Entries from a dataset
○ ○ ○ ○
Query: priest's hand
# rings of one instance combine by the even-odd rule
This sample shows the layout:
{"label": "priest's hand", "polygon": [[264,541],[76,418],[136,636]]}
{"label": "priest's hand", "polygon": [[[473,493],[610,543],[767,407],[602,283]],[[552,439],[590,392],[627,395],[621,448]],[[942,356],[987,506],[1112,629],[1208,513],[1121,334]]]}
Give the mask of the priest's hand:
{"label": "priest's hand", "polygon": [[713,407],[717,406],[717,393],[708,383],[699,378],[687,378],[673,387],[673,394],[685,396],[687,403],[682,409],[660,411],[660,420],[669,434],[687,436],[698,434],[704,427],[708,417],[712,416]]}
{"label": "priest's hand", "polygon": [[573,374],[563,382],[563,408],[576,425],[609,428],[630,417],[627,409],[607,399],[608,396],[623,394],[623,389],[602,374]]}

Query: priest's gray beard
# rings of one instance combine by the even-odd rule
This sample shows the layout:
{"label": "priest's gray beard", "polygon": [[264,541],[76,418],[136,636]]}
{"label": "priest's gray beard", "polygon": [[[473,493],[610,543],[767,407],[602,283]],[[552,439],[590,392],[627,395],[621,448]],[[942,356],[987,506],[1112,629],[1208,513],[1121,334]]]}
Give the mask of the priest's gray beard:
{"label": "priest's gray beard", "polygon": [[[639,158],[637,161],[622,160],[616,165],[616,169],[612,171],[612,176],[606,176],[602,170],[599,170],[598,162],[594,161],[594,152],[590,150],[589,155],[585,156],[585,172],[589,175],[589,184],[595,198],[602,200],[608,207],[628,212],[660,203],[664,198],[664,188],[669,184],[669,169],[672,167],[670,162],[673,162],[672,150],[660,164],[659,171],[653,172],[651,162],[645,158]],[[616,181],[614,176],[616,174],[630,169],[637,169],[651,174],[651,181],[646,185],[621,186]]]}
○ ○ ○ ○
EXERCISE OBJECTIVE: Put every line of the listing into a JSON list of strings, one string per line, leaving out the blank lines.

WRITTEN RESPONSE:
[
  "Query: priest's hand",
  "# rings of one instance combine by the even-odd rule",
  "This sample shows the layout:",
  "{\"label\": \"priest's hand\", \"polygon\": [[264,541],[76,418],[136,636]]}",
  "{\"label\": \"priest's hand\", \"polygon\": [[[473,493],[610,543],[767,407],[602,283]],[[552,439],[590,392],[627,395],[621,448]],[[942,356],[987,506],[1112,629],[1208,513],[1121,334]]]}",
  "Give the mask of the priest's hand:",
  "{\"label\": \"priest's hand\", \"polygon\": [[713,407],[717,406],[717,393],[708,383],[699,378],[687,378],[673,387],[673,394],[685,396],[687,403],[682,409],[660,411],[660,420],[669,434],[687,436],[698,434],[704,427],[708,417],[712,416]]}",
  "{\"label\": \"priest's hand\", \"polygon\": [[573,374],[563,382],[563,408],[576,425],[609,428],[630,417],[627,409],[607,399],[608,396],[623,394],[623,389],[602,374]]}",
  "Query: priest's gray beard",
  "# rings of one instance combine by the even-odd rule",
  "This sample shows the layout:",
  "{\"label\": \"priest's gray beard\", \"polygon\": [[264,541],[76,418],[136,636]]}",
  "{\"label\": \"priest's gray beard\", \"polygon\": [[[473,493],[610,543],[767,407],[602,283]],[[552,439],[590,392],[627,395],[621,448]],[[942,356],[987,506],[1112,629],[1208,513],[1121,334]]]}",
  "Give the mask of the priest's gray beard:",
  "{\"label\": \"priest's gray beard\", \"polygon\": [[[639,158],[637,161],[622,160],[616,165],[616,169],[612,171],[612,176],[606,176],[602,170],[599,170],[598,162],[594,161],[594,152],[590,150],[589,155],[585,156],[585,172],[589,175],[589,184],[595,198],[602,200],[608,207],[628,212],[660,203],[664,198],[664,188],[669,184],[669,169],[672,167],[670,162],[673,162],[672,150],[660,164],[659,171],[653,172],[651,162],[645,158]],[[616,181],[614,176],[616,174],[630,169],[637,169],[651,174],[651,181],[646,185],[621,186]]]}"
]